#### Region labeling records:
[Start]

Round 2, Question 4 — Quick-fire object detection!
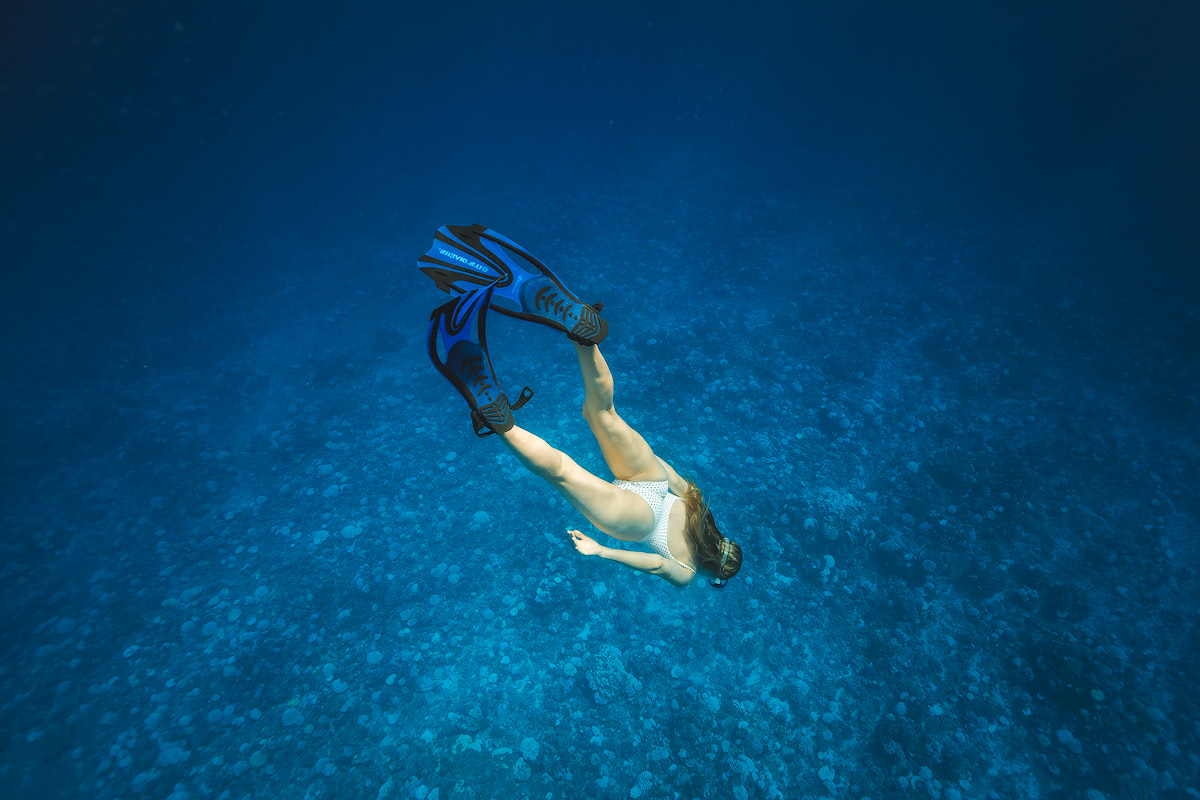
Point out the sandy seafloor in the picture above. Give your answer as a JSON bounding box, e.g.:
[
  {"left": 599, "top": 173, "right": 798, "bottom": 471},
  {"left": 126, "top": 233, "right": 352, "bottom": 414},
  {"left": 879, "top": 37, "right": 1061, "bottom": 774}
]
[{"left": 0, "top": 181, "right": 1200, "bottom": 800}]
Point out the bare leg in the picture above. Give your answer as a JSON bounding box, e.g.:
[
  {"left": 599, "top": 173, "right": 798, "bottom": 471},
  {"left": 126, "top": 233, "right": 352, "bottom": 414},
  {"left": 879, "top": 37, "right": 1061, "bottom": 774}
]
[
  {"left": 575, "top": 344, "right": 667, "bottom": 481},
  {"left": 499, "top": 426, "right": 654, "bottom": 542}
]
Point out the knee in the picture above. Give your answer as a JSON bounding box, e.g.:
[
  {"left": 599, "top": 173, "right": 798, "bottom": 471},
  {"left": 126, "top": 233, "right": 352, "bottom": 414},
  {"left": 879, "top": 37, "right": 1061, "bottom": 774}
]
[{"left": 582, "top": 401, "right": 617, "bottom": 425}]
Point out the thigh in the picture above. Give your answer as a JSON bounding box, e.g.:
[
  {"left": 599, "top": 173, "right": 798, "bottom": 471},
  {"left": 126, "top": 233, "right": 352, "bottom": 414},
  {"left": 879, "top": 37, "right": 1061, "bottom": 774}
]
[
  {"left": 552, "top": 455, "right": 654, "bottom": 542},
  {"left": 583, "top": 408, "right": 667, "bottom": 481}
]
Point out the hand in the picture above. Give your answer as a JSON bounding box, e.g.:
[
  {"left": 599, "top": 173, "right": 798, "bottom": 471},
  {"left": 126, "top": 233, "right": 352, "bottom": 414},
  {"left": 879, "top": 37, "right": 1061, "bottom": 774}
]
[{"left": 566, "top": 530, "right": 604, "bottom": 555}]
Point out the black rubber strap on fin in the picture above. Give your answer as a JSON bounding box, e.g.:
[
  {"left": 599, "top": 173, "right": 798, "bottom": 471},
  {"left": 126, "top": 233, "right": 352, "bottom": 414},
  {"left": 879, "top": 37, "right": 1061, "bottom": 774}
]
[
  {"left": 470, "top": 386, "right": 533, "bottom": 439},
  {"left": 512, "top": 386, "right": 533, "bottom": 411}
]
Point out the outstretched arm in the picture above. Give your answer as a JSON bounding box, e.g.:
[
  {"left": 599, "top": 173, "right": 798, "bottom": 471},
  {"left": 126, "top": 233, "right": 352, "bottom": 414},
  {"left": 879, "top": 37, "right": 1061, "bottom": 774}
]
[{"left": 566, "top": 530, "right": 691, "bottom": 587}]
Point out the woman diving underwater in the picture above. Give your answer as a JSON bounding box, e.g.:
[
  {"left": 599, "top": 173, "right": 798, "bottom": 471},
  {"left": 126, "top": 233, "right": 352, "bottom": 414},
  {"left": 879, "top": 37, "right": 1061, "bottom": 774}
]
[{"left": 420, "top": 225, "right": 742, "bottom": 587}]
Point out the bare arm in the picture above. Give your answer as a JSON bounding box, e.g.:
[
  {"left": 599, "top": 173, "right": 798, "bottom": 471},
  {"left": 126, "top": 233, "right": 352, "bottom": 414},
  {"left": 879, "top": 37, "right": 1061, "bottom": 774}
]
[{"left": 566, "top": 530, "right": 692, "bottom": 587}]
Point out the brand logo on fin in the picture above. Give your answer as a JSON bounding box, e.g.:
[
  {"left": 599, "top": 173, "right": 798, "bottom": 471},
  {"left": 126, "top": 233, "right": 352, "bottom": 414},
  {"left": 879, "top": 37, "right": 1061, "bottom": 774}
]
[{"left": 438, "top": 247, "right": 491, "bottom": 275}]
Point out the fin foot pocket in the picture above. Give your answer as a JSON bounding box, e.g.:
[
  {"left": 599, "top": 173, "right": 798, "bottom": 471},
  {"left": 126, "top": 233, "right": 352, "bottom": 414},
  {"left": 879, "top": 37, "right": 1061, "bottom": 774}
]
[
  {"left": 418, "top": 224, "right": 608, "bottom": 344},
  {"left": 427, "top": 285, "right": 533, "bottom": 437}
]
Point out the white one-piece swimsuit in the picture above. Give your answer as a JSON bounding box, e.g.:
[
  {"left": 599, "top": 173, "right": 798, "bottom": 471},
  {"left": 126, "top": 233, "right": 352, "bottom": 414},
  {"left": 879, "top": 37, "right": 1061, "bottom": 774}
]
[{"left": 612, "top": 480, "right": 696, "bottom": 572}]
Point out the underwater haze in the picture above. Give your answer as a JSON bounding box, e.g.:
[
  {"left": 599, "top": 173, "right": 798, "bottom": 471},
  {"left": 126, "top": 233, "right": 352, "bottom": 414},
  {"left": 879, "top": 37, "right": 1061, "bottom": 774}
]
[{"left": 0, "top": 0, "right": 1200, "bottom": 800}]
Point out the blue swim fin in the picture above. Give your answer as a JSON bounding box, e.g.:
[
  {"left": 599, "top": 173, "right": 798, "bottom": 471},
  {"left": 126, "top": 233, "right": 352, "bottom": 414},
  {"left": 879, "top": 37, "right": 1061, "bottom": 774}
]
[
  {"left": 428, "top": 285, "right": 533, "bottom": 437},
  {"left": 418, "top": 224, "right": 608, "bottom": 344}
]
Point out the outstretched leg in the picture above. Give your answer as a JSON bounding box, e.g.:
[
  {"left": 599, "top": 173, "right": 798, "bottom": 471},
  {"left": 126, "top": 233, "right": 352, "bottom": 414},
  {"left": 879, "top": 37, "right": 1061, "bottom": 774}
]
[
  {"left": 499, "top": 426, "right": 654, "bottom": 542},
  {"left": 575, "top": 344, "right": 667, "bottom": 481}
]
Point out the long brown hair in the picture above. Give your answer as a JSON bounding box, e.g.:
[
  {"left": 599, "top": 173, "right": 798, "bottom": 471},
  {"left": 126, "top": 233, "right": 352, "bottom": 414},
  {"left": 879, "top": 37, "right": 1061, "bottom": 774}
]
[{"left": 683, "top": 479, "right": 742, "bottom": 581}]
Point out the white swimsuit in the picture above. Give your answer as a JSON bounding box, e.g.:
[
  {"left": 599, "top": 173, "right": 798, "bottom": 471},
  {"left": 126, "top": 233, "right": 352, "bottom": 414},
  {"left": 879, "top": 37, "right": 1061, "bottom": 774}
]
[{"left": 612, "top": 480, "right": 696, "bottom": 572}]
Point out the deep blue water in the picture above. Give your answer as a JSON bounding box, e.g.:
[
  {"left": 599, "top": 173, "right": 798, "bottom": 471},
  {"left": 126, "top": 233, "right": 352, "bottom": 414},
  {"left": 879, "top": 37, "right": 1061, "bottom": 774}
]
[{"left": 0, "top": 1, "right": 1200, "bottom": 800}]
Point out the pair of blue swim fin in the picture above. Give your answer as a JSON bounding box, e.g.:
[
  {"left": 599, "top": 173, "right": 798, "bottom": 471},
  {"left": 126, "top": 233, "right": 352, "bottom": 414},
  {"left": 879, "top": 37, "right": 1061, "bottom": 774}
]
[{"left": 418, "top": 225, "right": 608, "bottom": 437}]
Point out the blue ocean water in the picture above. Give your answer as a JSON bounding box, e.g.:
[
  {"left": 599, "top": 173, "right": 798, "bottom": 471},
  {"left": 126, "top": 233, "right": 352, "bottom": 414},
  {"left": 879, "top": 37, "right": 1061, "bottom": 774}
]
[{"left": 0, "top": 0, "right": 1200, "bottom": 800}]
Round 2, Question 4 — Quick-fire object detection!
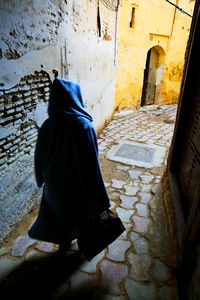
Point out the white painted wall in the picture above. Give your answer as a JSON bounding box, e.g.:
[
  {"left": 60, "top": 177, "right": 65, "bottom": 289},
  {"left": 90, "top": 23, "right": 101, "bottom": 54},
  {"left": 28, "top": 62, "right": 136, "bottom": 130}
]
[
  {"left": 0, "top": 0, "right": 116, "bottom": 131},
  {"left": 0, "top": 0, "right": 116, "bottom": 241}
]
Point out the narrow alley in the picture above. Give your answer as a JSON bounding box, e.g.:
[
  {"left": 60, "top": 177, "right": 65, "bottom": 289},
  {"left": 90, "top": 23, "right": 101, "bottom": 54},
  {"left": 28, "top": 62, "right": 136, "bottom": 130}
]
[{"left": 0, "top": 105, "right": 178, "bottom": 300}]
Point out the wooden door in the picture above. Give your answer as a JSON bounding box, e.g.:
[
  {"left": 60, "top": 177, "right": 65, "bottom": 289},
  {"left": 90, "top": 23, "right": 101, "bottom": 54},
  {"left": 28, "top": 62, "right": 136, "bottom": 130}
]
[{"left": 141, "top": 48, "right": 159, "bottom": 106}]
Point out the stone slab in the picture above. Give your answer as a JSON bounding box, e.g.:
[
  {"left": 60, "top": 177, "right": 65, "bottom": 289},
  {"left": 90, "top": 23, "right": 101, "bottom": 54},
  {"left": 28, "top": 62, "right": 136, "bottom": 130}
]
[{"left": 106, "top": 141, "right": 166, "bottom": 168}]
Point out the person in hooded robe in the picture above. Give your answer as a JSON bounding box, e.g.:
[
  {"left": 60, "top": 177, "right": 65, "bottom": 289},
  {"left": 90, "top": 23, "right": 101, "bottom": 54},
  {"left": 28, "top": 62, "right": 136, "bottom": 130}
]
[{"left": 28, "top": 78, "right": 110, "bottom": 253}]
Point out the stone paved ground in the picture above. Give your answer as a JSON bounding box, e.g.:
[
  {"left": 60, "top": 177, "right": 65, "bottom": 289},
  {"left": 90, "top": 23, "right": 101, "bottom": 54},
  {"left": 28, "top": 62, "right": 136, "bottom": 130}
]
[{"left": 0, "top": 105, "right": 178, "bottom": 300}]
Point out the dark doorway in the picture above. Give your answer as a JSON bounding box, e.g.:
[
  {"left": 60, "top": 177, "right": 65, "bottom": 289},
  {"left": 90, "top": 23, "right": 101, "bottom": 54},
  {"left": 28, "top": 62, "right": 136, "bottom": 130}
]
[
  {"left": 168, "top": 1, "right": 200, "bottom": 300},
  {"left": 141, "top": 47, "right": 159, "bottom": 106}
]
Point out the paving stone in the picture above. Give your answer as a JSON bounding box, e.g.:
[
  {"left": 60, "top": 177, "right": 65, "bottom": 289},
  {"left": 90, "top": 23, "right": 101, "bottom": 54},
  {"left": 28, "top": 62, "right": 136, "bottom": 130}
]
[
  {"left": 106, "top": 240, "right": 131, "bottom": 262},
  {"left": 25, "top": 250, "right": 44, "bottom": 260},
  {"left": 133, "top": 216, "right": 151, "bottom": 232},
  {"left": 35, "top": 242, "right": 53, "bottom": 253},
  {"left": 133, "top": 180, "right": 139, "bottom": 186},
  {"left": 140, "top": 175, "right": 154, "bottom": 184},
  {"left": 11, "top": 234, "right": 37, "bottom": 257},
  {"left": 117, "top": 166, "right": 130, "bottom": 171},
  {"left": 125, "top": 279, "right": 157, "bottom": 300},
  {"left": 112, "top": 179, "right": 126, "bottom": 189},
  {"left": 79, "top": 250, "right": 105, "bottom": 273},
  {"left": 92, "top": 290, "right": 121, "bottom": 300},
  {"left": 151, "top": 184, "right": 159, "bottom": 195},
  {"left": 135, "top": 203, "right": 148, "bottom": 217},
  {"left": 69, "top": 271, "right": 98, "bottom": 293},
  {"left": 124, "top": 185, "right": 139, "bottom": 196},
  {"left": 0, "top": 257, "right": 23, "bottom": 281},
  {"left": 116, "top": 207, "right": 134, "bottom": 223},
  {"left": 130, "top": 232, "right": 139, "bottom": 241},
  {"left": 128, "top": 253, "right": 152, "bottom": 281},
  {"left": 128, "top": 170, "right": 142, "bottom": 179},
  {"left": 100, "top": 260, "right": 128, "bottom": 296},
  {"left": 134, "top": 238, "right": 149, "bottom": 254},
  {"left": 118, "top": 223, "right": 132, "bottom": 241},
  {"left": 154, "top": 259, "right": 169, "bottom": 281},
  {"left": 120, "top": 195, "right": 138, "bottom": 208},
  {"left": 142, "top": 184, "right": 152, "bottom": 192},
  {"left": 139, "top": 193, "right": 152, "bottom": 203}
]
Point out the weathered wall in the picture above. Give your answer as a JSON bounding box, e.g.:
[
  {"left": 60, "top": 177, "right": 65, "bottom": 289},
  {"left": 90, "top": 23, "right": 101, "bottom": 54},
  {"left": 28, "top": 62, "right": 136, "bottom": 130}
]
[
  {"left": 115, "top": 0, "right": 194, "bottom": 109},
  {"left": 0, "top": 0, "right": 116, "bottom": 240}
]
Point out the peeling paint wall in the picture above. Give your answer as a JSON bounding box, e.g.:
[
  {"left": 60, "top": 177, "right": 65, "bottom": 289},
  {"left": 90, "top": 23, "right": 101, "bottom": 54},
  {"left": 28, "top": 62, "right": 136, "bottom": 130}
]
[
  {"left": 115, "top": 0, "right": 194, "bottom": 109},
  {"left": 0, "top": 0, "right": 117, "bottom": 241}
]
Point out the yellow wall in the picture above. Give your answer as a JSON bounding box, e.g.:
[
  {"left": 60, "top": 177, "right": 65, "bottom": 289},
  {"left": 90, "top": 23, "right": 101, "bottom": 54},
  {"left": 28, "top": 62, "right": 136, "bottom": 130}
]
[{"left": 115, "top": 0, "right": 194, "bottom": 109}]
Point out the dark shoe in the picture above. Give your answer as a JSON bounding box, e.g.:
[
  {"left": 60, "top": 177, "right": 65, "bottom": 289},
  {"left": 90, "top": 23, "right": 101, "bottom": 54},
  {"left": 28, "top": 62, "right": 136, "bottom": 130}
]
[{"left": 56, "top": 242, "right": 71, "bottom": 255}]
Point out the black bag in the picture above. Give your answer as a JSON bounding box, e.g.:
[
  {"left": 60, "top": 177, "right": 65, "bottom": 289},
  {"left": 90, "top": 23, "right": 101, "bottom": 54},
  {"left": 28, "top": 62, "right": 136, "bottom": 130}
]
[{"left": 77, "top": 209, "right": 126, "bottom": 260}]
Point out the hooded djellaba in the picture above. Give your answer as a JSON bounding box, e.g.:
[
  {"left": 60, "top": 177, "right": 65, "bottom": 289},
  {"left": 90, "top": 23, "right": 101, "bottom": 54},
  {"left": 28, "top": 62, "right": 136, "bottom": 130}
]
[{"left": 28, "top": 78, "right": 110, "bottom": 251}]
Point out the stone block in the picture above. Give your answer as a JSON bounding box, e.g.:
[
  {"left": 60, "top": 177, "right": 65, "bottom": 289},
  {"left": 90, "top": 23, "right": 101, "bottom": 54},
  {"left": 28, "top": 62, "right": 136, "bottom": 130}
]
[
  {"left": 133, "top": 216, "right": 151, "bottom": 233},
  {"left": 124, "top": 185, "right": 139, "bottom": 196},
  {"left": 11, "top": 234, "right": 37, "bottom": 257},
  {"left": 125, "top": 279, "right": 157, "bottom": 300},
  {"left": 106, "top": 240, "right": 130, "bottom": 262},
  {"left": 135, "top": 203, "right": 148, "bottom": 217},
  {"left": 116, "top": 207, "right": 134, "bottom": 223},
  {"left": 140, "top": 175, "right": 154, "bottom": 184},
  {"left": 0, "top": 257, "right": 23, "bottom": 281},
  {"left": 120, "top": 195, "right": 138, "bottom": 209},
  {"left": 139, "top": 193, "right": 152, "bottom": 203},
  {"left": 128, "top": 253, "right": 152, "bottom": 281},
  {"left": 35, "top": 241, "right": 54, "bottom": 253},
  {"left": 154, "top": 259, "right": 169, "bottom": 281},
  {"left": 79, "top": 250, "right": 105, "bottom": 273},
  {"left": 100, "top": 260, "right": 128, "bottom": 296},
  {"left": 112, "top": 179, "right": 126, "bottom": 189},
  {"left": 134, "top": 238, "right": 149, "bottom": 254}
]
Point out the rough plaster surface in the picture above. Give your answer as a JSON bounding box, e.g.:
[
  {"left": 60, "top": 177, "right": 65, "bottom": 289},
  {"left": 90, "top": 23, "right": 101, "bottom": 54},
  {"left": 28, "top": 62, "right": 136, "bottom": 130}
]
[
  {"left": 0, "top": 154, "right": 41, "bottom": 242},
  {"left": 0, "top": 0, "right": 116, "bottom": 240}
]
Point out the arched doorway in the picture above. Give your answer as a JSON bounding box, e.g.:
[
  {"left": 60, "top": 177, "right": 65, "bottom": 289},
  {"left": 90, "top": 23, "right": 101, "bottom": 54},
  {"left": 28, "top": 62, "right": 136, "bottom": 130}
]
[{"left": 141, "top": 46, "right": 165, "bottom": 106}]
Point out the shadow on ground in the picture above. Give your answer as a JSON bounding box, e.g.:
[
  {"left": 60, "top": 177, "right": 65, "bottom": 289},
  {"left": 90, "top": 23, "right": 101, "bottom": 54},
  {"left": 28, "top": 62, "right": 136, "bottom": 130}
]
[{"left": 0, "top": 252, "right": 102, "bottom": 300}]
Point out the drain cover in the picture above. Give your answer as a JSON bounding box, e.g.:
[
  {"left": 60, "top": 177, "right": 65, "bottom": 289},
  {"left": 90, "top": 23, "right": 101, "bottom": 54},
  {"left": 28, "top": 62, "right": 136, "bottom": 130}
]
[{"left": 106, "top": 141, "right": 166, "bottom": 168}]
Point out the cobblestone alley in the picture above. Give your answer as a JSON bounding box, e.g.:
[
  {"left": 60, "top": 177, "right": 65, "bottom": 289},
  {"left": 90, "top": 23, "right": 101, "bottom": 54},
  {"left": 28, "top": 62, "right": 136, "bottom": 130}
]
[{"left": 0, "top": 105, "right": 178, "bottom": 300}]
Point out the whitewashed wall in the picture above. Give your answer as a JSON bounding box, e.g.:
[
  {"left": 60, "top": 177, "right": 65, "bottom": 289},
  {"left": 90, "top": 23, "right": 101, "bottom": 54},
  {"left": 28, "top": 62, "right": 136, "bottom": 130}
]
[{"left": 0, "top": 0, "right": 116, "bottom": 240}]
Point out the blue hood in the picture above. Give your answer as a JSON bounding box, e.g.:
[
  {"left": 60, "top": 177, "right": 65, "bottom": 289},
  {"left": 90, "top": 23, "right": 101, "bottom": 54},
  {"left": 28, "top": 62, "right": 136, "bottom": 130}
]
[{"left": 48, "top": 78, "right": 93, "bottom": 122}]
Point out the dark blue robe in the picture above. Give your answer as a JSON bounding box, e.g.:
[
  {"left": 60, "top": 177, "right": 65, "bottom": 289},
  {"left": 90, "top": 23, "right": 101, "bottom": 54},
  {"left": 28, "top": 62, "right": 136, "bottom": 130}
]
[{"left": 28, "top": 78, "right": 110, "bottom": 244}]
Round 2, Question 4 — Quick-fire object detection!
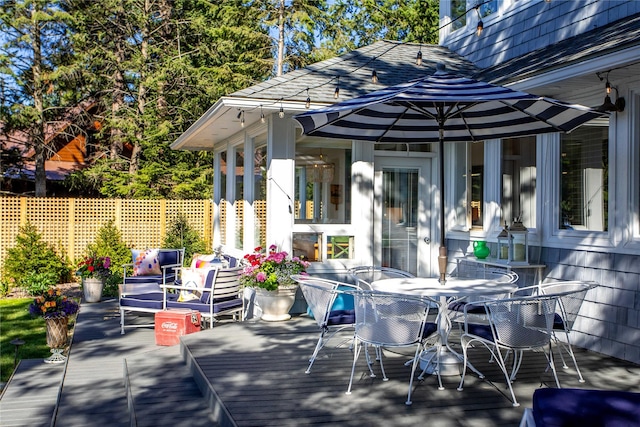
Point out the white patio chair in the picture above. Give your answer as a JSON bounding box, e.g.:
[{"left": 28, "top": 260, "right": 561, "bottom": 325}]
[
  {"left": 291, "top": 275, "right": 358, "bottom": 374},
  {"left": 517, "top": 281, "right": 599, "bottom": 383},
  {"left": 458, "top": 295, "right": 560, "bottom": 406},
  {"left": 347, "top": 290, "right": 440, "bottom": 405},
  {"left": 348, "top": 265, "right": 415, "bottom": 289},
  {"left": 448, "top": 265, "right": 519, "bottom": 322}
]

[End]

#### Directions for this task:
Gather every line of the material above that contains the word "underwater", copying each such line in full.

#### Exercise solution:
Point out the woman diving underwater in the picture above. Give your answer as a JSON bounding box, e.g.:
Point out the underwater haze in the picture above. Give your answer as a JSON bounding box, e.g.:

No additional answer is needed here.